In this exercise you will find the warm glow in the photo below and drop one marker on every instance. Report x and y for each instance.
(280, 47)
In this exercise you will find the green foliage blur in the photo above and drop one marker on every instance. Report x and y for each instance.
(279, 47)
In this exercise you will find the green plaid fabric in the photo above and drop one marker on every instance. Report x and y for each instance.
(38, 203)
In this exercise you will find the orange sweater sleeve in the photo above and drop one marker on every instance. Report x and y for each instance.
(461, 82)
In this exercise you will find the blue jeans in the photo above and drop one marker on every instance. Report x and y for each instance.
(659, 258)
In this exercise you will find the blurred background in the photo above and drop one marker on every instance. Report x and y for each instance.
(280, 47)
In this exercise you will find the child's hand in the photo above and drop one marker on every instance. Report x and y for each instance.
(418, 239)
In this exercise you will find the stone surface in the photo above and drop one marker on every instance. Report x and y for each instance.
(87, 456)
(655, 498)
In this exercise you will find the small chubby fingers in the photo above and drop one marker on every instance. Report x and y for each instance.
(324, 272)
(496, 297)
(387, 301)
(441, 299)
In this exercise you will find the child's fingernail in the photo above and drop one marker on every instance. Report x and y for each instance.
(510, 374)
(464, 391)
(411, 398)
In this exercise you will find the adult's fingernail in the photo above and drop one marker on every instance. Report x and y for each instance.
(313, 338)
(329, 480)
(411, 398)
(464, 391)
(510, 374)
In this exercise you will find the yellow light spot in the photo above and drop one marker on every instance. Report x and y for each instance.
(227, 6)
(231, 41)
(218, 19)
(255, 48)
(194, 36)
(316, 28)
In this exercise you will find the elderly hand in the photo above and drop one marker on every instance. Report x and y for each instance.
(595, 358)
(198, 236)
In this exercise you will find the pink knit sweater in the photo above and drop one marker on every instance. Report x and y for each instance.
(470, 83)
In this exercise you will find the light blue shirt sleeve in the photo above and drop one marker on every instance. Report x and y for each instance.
◆ ◆ ◆
● What you need to do
Write out the full listing exactly as given.

● Problem solution
In this exercise you will find the warm glow in the photo below and drop one marker on every instance. Report x and y for each instance.
(280, 47)
In this exercise you will find the green foliage blur in the photo above and drop one marker on every instance. Report x and y for each instance.
(279, 47)
In this exercise you will find the green plaid fabric in the photo above and drop one marker on every instance. Report x and y for each instance.
(38, 203)
In this exercise you will find the orange sweater sleeve in the photo above and drop one marker on every instance. Report x and y for each instance.
(461, 82)
In this exercise you will find the blue jeans in the photo above and drop one marker on every instance. Report x and y for each instance.
(659, 258)
In this exercise you will find the blurred background in the photo above and drop one marker on every instance. Report x and y for each instance.
(280, 47)
In this exercise you will find the child's hand in the photo above and drop one marker on every instance. Report x and y for each instance.
(418, 239)
In this exercise you will find the stone surface in the photo above and drop one marker on every instance. Report x and y for each instance.
(87, 456)
(655, 498)
In this exercise you will find the small chubby fingers in the photo above and drop one marker on every instance. Report x and y for each instance.
(324, 272)
(496, 297)
(387, 301)
(441, 299)
In this exercise you will find the child's fingernail in the photo above and drop one marker on every instance. Report x and y for each instance.
(510, 374)
(464, 391)
(411, 398)
In this exercise you will find the adult's fingernail in the photo above and drop one marker on every instance. Report x and y for each instance.
(313, 338)
(329, 480)
(411, 398)
(464, 391)
(510, 374)
In this exercise you will find the yellow light spot in the photo above and drop one marker on every instance. Report x and y for each instance.
(227, 6)
(231, 41)
(218, 19)
(255, 48)
(194, 36)
(316, 28)
In this exercise you will find the elderly hand in the photo above and drop one marker on every instance. Report x and y for each instance.
(595, 358)
(198, 236)
In this exercise you will find the pink knit sweater in the photo above and drop one marker on every instance. Report x and y for each instance.
(470, 83)
In this exercise you will find the light blue shirt sleeve in the photo above and drop one marker on every instance. Report x and y for each instance.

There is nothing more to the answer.